[BEGIN]

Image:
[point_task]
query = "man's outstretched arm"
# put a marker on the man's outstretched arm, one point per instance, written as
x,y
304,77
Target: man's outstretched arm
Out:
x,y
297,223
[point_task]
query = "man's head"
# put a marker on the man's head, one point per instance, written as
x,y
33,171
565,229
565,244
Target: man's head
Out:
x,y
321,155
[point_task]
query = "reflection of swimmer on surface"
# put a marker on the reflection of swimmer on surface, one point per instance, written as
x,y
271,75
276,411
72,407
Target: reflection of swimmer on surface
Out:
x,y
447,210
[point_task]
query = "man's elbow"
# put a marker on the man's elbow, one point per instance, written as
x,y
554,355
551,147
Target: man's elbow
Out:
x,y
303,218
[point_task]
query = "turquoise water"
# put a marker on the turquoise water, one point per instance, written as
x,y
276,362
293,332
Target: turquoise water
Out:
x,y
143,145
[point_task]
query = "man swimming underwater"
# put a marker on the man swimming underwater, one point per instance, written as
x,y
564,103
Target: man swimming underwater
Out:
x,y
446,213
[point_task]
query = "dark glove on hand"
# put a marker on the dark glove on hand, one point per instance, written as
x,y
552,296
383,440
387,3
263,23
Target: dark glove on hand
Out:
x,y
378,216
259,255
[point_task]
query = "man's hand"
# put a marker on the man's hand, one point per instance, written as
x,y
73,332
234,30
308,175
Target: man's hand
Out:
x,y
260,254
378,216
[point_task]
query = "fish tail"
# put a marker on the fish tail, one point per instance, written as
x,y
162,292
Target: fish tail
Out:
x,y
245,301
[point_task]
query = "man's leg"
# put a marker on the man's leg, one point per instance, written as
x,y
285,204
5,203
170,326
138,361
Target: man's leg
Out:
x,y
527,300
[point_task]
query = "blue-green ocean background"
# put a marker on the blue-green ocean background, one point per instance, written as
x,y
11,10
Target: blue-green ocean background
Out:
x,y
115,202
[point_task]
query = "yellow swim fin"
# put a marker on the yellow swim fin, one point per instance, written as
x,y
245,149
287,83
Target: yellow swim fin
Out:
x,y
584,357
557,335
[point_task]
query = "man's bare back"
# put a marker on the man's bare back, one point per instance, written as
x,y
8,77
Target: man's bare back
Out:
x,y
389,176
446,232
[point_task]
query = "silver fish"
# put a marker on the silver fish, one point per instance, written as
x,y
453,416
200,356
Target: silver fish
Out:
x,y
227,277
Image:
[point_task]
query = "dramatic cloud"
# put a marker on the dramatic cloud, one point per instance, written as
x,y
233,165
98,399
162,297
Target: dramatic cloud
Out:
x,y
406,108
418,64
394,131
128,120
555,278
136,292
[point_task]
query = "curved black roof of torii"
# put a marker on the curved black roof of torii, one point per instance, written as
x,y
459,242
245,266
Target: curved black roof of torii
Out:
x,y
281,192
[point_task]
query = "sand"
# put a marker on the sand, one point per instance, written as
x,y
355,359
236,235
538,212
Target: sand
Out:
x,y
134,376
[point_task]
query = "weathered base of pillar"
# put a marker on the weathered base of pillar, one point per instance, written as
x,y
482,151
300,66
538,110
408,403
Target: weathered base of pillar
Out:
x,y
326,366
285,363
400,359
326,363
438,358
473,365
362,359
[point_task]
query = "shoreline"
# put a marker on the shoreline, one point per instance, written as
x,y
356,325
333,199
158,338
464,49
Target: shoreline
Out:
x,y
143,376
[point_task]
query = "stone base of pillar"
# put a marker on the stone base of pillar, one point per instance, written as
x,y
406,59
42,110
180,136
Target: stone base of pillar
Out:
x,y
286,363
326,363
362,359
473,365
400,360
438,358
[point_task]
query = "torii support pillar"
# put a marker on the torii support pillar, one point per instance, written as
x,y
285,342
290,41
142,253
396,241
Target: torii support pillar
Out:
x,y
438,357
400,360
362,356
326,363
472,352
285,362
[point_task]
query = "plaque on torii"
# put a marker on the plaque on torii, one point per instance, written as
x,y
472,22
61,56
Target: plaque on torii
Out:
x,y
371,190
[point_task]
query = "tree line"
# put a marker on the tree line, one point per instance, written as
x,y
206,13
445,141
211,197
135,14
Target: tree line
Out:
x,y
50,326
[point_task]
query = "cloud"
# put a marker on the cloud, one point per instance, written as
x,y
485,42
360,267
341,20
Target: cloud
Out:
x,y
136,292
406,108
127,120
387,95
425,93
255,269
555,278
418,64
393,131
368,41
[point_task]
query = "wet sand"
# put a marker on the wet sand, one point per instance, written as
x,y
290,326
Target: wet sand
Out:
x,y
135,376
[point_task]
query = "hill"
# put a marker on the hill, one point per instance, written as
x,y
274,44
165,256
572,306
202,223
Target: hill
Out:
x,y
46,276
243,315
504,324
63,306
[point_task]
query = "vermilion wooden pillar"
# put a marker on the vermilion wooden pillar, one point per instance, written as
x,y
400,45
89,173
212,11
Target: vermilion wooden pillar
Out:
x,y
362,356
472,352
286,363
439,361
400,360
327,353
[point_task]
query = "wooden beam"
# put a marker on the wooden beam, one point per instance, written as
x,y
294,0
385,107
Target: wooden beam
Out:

[END]

■ What the exercise asks:
Extract each line of the records above that contains the word "fish".

■ Task output:
query = "fish tail"
# put a marker on the fish tail, one point per instance, written as
Target: fish tail
query = "silver fish"
# put a marker on the silver fish, one point per instance, written as
Target: silver fish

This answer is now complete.